▼▼▼
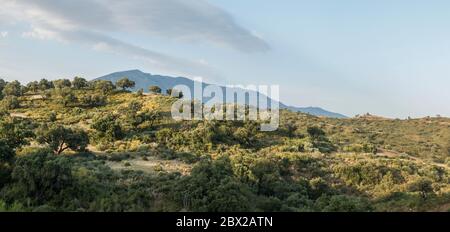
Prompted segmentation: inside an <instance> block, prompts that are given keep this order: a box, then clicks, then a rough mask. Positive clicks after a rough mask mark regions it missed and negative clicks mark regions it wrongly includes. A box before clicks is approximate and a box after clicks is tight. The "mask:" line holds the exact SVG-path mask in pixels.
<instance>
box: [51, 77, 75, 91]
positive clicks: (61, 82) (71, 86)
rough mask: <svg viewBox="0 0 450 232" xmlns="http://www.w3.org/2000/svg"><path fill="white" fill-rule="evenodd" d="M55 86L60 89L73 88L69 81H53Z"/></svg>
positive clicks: (66, 79) (53, 84) (67, 79)
mask: <svg viewBox="0 0 450 232" xmlns="http://www.w3.org/2000/svg"><path fill="white" fill-rule="evenodd" d="M53 85H54V86H55V87H56V88H58V89H63V88H70V87H72V83H71V82H70V80H68V79H60V80H56V81H53Z"/></svg>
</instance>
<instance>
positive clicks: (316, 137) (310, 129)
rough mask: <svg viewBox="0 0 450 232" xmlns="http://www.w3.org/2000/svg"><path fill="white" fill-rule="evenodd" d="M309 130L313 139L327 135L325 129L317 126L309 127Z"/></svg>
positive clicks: (310, 133) (319, 137)
mask: <svg viewBox="0 0 450 232" xmlns="http://www.w3.org/2000/svg"><path fill="white" fill-rule="evenodd" d="M307 132H308V135H309V136H310V137H311V138H313V139H319V138H320V137H322V136H325V131H323V130H322V129H320V128H319V127H317V126H312V127H308V129H307Z"/></svg>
▲▲▲
Please retype the listing in full, exactly as given, and skip every image.

▶ Task result
Prompted segmentation: inside an <instance> block, prompts that are given keep this order: a box, then clicks, then a rough mask. Positive clicks after a rough mask mark regions it missed and negative clicks mark regions it wrongly includes. A box before clicks is approximate and a box after clicks is tight. The "mask:" line holds the exact SVG-path mask in pixels.
<instance>
box: [51, 77, 75, 91]
positive clicks: (61, 82) (71, 86)
rough mask: <svg viewBox="0 0 450 232" xmlns="http://www.w3.org/2000/svg"><path fill="white" fill-rule="evenodd" d="M55 86L60 89L73 88L69 81H53Z"/></svg>
positive clicks: (66, 79) (53, 84) (67, 79)
mask: <svg viewBox="0 0 450 232" xmlns="http://www.w3.org/2000/svg"><path fill="white" fill-rule="evenodd" d="M53 85H54V86H55V87H56V88H58V89H63V88H70V87H72V83H71V82H70V80H68V79H60V80H56V81H53Z"/></svg>
</instance>
<instance>
positive clicks: (316, 137) (310, 129)
rough mask: <svg viewBox="0 0 450 232" xmlns="http://www.w3.org/2000/svg"><path fill="white" fill-rule="evenodd" d="M309 130L313 139L327 135L325 129L317 126L309 127Z"/></svg>
positive clicks: (310, 133) (319, 137)
mask: <svg viewBox="0 0 450 232" xmlns="http://www.w3.org/2000/svg"><path fill="white" fill-rule="evenodd" d="M307 132H308V135H309V136H310V137H311V138H313V139H319V138H320V137H322V136H325V131H323V130H322V129H320V128H319V127H317V126H312V127H308V129H307Z"/></svg>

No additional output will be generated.